### Record list

_ _ _

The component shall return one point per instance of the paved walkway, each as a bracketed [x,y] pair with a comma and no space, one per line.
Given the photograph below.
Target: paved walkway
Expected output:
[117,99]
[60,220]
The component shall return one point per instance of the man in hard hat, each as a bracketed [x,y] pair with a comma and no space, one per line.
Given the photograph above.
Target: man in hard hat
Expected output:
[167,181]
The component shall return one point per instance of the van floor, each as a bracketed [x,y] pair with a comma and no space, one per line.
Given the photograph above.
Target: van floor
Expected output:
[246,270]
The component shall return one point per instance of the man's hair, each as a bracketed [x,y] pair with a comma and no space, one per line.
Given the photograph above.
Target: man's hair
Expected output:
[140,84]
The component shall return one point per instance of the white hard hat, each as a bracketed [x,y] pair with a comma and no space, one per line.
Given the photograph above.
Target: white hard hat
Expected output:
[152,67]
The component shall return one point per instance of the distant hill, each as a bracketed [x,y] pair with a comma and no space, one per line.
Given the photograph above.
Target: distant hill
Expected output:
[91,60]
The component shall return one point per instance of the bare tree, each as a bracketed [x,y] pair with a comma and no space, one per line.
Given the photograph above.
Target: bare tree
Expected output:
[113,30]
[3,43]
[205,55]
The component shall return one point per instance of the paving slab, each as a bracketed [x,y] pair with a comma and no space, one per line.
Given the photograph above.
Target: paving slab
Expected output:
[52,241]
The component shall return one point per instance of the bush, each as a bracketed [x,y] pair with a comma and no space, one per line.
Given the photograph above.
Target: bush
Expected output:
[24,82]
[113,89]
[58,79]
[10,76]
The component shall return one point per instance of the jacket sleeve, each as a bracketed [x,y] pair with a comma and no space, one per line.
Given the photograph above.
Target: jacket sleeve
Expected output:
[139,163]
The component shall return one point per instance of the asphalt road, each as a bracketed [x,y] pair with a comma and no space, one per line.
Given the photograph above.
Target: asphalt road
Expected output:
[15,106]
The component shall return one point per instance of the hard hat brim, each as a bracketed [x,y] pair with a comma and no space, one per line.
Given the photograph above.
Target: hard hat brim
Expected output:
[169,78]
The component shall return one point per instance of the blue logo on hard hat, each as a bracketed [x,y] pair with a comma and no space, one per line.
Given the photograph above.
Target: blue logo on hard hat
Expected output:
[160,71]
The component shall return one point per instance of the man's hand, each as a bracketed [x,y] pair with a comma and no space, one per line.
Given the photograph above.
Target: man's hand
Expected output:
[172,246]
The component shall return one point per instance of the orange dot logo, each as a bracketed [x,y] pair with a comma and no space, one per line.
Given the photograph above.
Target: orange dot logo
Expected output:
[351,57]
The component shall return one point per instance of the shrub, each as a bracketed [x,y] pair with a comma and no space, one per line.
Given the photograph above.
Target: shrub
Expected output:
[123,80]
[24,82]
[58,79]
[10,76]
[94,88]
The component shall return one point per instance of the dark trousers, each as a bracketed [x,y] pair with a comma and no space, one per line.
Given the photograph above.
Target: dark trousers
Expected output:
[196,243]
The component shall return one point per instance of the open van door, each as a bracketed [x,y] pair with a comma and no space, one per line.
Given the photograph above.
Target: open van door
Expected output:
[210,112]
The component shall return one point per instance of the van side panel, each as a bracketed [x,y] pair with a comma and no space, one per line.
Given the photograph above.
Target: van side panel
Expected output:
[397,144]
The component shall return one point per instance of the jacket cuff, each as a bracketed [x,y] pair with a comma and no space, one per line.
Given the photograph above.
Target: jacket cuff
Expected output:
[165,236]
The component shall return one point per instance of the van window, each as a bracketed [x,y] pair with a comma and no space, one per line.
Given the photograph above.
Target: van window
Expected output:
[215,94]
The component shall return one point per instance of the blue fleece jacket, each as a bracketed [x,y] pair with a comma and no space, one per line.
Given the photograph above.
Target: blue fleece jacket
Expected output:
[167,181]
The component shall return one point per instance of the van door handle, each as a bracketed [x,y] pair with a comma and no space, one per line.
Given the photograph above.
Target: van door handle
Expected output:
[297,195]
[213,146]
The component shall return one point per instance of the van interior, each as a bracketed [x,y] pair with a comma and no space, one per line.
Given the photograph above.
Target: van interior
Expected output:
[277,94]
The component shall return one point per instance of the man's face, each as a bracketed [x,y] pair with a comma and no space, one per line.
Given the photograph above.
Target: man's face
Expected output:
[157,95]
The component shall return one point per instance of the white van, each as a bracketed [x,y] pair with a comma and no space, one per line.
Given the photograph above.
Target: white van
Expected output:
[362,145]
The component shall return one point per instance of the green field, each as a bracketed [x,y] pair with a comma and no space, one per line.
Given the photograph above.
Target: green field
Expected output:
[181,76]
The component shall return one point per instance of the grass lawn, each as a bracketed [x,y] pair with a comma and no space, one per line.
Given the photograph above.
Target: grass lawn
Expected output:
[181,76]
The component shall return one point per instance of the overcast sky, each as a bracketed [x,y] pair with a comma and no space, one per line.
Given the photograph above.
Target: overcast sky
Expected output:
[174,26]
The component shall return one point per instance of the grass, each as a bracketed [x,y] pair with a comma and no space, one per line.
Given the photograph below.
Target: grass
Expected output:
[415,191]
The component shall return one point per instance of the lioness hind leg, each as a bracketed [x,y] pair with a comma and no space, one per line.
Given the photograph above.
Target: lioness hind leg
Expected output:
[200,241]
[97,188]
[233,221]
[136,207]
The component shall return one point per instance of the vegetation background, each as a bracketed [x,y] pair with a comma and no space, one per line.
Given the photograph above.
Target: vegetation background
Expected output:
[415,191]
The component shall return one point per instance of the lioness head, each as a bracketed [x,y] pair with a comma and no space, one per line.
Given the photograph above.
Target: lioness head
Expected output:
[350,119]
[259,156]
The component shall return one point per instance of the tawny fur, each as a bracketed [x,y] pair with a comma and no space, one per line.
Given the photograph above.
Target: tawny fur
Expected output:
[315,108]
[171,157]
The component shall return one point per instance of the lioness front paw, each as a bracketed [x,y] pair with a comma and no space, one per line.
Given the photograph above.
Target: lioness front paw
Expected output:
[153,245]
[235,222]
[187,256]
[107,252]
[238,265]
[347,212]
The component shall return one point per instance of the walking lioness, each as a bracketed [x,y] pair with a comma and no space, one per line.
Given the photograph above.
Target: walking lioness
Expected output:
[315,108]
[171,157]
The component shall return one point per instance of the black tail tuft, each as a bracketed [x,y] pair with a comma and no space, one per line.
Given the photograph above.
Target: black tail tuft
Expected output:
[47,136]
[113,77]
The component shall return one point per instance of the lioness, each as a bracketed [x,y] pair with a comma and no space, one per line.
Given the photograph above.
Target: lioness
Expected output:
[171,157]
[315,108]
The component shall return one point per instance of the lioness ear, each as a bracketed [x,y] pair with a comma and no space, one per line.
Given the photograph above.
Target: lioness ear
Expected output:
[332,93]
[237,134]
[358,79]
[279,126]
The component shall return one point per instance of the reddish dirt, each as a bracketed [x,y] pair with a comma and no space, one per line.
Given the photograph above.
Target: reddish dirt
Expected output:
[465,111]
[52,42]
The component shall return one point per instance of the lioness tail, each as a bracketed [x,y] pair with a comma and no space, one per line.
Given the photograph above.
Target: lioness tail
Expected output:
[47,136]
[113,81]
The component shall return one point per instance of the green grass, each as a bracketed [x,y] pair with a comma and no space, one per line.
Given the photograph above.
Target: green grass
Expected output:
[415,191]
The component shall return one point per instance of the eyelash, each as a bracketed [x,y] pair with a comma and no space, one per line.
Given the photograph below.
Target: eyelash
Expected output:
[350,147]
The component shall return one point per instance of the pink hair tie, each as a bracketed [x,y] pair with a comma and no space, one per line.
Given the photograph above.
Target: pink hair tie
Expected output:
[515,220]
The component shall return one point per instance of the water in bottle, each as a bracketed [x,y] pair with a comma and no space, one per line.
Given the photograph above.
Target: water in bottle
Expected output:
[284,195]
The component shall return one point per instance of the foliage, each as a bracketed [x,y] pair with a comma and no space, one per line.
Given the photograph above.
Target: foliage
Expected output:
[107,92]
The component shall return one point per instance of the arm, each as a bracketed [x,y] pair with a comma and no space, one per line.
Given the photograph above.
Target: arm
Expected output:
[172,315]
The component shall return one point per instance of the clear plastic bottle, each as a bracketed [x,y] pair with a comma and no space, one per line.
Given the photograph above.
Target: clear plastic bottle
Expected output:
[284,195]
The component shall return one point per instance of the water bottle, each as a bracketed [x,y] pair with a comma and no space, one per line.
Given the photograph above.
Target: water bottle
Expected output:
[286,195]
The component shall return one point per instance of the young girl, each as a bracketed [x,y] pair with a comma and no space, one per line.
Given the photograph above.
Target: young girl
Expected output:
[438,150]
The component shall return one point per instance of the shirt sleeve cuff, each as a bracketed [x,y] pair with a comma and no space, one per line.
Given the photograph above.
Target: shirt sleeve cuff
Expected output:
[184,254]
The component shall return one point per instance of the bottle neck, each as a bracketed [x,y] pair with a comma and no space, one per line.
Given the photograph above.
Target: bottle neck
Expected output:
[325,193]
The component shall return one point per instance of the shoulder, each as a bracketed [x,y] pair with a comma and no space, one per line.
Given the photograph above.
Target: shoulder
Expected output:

_ _ _

### Given problem
Reproduce word for word the material above, from the line containing "the shoulder, each" down through its final line.

### Solution to this task
The component shall return one point per instance of the shoulder, each as a bracketed [x,y] pair with a comma and no space, one per line.
Given the photograph above.
Target: shoulder
Expected output:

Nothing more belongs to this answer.